=== EXERCISE AIM ===
What you return must be every line below that includes the word "seat".

━━ SOURCE DATA ━━

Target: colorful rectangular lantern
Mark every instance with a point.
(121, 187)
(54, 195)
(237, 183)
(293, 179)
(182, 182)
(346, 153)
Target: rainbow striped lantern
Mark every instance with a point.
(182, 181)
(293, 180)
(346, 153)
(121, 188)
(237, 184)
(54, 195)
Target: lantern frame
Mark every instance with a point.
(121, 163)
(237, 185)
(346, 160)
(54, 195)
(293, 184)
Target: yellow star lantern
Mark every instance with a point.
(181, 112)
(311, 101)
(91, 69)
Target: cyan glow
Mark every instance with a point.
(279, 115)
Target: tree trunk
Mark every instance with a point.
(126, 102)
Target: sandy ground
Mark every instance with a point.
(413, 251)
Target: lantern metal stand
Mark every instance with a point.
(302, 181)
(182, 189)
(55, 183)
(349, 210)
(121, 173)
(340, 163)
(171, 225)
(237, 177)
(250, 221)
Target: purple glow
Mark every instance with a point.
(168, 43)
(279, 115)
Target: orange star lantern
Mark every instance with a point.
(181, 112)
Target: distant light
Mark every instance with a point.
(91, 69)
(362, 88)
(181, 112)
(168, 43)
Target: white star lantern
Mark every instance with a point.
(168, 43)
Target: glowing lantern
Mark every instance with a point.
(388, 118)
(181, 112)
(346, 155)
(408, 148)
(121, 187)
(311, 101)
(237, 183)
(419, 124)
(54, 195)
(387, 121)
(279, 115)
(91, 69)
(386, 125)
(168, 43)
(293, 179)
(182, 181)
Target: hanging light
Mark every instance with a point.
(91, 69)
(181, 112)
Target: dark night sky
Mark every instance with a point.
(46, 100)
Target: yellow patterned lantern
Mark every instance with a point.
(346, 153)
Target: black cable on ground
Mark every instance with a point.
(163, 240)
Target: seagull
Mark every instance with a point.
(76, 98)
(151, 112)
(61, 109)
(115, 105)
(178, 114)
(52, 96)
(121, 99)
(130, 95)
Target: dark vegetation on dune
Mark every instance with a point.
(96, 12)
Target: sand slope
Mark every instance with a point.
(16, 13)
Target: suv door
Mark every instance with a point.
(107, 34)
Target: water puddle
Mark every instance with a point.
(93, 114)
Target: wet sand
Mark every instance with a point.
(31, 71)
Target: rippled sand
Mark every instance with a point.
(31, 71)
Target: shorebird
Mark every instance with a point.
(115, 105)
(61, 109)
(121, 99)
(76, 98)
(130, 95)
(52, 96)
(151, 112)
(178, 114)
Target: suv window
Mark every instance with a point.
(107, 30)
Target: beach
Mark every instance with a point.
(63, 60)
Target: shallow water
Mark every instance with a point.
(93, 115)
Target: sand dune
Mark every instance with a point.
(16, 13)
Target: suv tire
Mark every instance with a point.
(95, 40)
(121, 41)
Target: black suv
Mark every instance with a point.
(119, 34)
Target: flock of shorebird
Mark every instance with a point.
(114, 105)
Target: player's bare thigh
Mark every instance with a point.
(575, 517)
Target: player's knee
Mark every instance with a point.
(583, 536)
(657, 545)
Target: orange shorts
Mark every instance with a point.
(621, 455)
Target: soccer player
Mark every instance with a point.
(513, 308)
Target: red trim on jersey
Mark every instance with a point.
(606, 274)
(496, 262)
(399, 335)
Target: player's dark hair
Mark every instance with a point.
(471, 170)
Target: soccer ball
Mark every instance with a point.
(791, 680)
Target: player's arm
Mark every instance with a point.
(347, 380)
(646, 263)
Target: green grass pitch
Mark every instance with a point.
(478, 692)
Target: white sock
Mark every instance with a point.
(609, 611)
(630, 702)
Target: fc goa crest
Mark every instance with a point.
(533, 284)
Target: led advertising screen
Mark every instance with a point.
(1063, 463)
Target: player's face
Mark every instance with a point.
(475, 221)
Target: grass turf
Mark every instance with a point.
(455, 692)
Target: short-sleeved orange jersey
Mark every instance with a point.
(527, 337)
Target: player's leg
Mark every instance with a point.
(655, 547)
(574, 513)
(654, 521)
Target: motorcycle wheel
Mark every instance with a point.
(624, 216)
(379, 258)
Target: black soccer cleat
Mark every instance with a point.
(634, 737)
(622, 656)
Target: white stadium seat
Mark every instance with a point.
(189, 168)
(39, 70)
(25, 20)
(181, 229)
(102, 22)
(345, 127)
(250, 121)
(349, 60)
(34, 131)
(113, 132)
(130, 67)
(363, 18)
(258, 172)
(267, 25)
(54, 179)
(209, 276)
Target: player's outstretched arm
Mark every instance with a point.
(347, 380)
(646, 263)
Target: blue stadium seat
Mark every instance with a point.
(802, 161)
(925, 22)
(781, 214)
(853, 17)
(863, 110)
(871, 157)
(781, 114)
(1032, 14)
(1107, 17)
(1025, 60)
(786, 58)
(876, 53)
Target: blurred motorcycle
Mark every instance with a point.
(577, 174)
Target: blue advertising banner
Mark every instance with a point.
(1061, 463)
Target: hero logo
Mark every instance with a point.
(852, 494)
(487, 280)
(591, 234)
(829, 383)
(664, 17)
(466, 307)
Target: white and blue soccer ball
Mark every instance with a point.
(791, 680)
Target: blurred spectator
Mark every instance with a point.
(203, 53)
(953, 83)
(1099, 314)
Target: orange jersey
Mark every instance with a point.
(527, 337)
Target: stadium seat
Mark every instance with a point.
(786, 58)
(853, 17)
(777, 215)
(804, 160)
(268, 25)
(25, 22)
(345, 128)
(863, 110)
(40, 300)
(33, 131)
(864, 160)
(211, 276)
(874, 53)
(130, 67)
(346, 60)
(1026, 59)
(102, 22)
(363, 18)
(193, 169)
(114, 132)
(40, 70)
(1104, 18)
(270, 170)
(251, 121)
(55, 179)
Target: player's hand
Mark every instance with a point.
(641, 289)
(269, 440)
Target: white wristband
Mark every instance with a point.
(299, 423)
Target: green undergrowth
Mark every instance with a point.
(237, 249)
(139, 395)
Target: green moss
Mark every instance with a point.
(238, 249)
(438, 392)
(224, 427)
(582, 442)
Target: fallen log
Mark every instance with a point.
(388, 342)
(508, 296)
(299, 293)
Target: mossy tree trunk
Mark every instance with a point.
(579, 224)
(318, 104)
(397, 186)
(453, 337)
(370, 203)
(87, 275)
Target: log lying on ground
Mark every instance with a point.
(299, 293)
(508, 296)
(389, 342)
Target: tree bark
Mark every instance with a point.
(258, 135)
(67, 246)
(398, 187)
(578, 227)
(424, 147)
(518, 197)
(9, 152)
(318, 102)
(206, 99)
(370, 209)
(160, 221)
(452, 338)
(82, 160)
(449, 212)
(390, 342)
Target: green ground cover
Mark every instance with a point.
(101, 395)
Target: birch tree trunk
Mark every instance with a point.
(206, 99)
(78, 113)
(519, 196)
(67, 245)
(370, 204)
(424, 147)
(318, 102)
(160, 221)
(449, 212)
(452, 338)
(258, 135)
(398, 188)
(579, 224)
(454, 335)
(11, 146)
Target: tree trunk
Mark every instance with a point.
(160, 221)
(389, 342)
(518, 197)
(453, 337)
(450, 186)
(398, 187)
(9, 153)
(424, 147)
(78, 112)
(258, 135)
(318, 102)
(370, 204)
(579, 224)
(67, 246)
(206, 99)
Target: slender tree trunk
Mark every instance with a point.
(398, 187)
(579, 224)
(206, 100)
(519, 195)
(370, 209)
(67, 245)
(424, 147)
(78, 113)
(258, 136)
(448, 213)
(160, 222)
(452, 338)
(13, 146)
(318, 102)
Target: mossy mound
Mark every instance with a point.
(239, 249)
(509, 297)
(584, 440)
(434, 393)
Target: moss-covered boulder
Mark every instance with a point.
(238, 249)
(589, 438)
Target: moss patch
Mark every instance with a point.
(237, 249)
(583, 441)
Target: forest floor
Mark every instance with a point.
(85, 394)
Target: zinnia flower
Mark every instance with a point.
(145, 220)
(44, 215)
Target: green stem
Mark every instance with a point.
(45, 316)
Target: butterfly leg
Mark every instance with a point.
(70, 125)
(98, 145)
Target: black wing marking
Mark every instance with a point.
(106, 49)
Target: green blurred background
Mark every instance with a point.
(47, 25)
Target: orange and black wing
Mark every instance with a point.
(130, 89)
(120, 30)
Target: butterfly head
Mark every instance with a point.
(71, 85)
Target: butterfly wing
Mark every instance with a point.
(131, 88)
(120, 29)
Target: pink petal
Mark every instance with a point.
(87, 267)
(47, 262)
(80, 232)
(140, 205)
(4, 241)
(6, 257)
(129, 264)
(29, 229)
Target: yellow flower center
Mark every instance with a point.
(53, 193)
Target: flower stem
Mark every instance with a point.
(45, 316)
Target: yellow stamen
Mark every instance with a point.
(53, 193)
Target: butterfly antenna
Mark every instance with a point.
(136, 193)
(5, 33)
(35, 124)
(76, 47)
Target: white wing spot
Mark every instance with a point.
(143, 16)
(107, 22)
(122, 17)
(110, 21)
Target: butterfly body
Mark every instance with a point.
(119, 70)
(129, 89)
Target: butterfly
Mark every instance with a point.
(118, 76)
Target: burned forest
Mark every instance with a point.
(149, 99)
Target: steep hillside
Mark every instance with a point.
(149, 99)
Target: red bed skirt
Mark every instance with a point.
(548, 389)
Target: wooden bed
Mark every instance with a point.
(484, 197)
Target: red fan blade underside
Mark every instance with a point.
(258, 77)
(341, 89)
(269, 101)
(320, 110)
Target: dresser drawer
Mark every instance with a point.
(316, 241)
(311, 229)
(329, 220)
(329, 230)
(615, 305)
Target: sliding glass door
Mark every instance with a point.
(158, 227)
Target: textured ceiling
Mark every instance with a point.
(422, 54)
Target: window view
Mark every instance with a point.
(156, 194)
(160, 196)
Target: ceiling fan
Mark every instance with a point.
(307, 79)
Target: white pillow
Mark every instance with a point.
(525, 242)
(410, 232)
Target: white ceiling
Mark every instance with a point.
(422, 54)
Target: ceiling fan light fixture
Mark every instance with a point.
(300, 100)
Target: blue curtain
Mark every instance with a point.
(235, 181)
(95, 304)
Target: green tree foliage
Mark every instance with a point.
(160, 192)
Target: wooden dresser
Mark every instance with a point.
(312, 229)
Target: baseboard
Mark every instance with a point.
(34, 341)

━━━

=== FINISHED TASK ===
Target: white stadium seat
Target: blue stadium seat
Target: stadium seat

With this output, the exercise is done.